Make an exact copy of all the entries shown below.

MATERIAL TO PROCESS below:

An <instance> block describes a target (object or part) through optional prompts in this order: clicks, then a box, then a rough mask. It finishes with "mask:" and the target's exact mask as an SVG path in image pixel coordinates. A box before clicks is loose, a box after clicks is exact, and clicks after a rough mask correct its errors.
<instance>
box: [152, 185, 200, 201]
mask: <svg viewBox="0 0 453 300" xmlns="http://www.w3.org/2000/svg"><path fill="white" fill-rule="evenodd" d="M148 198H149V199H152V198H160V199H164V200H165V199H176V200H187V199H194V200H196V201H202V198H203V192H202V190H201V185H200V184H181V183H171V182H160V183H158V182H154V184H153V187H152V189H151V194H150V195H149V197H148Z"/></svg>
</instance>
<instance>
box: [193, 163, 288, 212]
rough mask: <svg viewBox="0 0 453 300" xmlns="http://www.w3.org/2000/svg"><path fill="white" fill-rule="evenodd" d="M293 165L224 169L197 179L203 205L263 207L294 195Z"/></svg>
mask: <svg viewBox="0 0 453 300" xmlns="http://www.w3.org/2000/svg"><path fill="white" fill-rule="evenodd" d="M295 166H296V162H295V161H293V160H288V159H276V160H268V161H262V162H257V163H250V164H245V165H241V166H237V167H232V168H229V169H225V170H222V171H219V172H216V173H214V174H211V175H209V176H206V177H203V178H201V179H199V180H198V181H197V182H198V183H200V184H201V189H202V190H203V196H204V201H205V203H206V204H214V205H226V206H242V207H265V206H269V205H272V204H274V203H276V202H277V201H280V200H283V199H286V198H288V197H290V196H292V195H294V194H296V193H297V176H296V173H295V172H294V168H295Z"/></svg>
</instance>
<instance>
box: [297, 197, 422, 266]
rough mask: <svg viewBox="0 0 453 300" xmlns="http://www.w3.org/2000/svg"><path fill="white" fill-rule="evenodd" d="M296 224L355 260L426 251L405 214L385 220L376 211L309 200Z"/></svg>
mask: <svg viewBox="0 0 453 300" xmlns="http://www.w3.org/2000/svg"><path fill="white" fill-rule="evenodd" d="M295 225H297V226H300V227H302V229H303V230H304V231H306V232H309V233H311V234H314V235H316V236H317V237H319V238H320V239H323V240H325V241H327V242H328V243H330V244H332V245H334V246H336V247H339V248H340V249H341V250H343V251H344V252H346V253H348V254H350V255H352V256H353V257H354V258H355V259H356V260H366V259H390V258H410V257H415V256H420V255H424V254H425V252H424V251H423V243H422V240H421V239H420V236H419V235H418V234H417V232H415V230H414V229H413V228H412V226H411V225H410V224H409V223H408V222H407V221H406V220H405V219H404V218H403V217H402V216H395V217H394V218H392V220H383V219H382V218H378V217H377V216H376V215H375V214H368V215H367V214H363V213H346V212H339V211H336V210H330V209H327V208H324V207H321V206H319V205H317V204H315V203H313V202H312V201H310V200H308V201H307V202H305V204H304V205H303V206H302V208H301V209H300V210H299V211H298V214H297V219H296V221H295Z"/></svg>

End of MATERIAL TO PROCESS.

[RESULT OF THIS EXERCISE]
An <instance> block describes a target (object or part) through optional prompts in this order: clicks, then a box, then a rough mask. It finishes with "mask:" and the target's exact mask as an SVG path in image pixel coordinates. A box before clicks is loose, a box after clicks is exact, and clicks after a rough mask correct its errors.
<instance>
box: [152, 185, 200, 201]
mask: <svg viewBox="0 0 453 300" xmlns="http://www.w3.org/2000/svg"><path fill="white" fill-rule="evenodd" d="M148 198H149V199H152V198H160V199H164V200H165V199H176V200H187V199H194V200H196V201H202V198H203V192H202V190H201V185H200V184H181V183H171V182H160V183H158V182H154V184H153V187H152V189H151V194H150V195H149V197H148Z"/></svg>
</instance>
<instance>
box: [193, 163, 288, 212]
rough mask: <svg viewBox="0 0 453 300" xmlns="http://www.w3.org/2000/svg"><path fill="white" fill-rule="evenodd" d="M293 165L224 169L197 179L203 205L263 207L294 195Z"/></svg>
mask: <svg viewBox="0 0 453 300" xmlns="http://www.w3.org/2000/svg"><path fill="white" fill-rule="evenodd" d="M295 166H296V162H295V161H293V160H288V159H276V160H268V161H262V162H257V163H250V164H245V165H241V166H237V167H232V168H229V169H225V170H222V171H219V172H216V173H214V174H211V175H209V176H206V177H203V178H201V179H199V180H198V181H197V182H198V183H200V184H201V189H202V190H203V196H204V201H205V203H206V204H214V205H226V206H242V207H265V206H269V205H272V204H274V203H276V202H277V201H280V200H283V199H286V198H288V197H290V196H292V195H294V194H296V193H297V176H296V173H295V172H294V168H295Z"/></svg>
</instance>
<instance>
box: [297, 197, 422, 266]
rough mask: <svg viewBox="0 0 453 300" xmlns="http://www.w3.org/2000/svg"><path fill="white" fill-rule="evenodd" d="M296 224L355 260L426 251L405 214L385 220L376 211L309 200Z"/></svg>
mask: <svg viewBox="0 0 453 300" xmlns="http://www.w3.org/2000/svg"><path fill="white" fill-rule="evenodd" d="M295 225H297V226H300V227H302V229H303V230H304V231H306V232H309V233H311V234H314V235H316V236H317V237H319V238H320V239H323V240H325V241H327V242H328V243H330V244H332V245H334V246H336V247H339V248H340V249H341V250H343V251H344V252H346V253H348V254H350V255H352V256H353V257H354V258H355V259H356V260H366V259H390V258H410V257H415V256H420V255H424V254H425V252H424V251H423V243H422V240H421V239H420V236H419V235H418V234H417V232H415V230H414V229H413V228H412V226H411V225H410V224H409V223H408V222H407V221H406V220H405V219H404V218H403V217H402V216H395V217H394V218H392V220H383V219H382V218H378V217H377V216H376V215H375V214H368V215H367V214H363V213H346V212H339V211H336V210H330V209H327V208H324V207H321V206H319V205H317V204H315V203H313V202H312V201H310V200H308V201H307V202H305V204H304V205H303V206H302V208H301V209H300V210H299V211H298V214H297V219H296V221H295Z"/></svg>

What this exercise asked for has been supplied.